** begin Records to process **

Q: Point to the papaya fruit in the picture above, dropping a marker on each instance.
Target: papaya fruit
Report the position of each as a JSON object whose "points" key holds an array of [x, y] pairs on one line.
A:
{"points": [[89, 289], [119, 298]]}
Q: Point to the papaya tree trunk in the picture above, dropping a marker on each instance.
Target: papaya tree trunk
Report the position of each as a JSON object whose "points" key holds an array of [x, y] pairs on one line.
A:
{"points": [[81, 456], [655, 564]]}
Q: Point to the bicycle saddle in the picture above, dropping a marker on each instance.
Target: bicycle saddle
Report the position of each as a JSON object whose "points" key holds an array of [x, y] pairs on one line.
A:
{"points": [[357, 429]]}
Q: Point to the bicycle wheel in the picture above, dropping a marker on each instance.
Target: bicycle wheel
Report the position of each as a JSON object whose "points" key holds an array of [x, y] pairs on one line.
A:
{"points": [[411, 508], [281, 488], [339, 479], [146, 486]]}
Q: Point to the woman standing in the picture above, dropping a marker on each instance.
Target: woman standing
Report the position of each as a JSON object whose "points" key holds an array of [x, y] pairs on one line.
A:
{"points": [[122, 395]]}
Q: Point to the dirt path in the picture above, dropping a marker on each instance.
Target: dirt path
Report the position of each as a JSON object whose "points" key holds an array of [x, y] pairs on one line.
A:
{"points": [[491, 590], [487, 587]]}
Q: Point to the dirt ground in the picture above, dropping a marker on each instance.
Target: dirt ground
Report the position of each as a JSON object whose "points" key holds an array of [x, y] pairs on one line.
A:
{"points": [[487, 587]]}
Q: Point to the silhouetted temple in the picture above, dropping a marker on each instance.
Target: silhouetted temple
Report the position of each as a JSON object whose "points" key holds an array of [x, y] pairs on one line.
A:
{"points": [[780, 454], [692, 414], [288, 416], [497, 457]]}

** end Records to process **

▶ Work instructions
Restate the records, all of them, precisely as written.

▶ Output for this task
Q: Point to the papaya fruit in the picture above, dropping a marker on each instance.
Target: papaya fruit
Report the position of each as a JSON object whose "points" key holds an array of [x, y] pairs on one line.
A:
{"points": [[89, 289], [119, 298]]}
Q: Point to the papaya tree trunk in the picture above, dropping a marker on each instance.
Target: papaya tree trunk
Report the position of each as a JSON object whose "points" key holds an array of [x, y] pairs on one line.
A:
{"points": [[81, 456], [655, 564]]}
Q: Point to the bicycle saddle in the picture above, dropping a marker on each instance.
Target: bicycle saddle
Report the position of each as a JSON object whose "points" key holds an array of [x, y] pairs on one line.
A:
{"points": [[357, 429]]}
Q: Point to the bicycle wheel in the picture above, dropping a marker on each instance.
Target: bicycle wheel
Report the position of each as a JSON object whose "points" key holds an array of [x, y] pairs on one line.
A:
{"points": [[411, 508], [281, 488], [339, 479], [146, 486]]}
Q: Point to the woman standing in the picture above, dropping a marker on each instance.
Target: woman standing
Report the position of each as a JSON object whose "points" key holds an array of [x, y] pairs on one line.
A:
{"points": [[122, 395]]}
Q: Point to the dirt path in the picture above, dropping a marker on each instance.
Target: dirt path
Report the position of each as a JSON object whose "points" key holds an array of [x, y] pairs on one line.
A:
{"points": [[491, 590], [487, 587]]}
Q: Point to the dirt ground in the picture above, dropping a marker on each instance.
Target: dirt ground
Report the position of each as a JSON object whose "points" key holds an array of [x, y] pairs on one line.
A:
{"points": [[487, 587]]}
Q: Point to the silhouetted temple in the picture above, dropping a marker on each instance.
Target: silhouetted temple
Report the position of each as a JSON object whose "points" key holds an array of [x, y] pairs on one line.
A:
{"points": [[780, 454], [692, 414], [288, 416], [497, 457]]}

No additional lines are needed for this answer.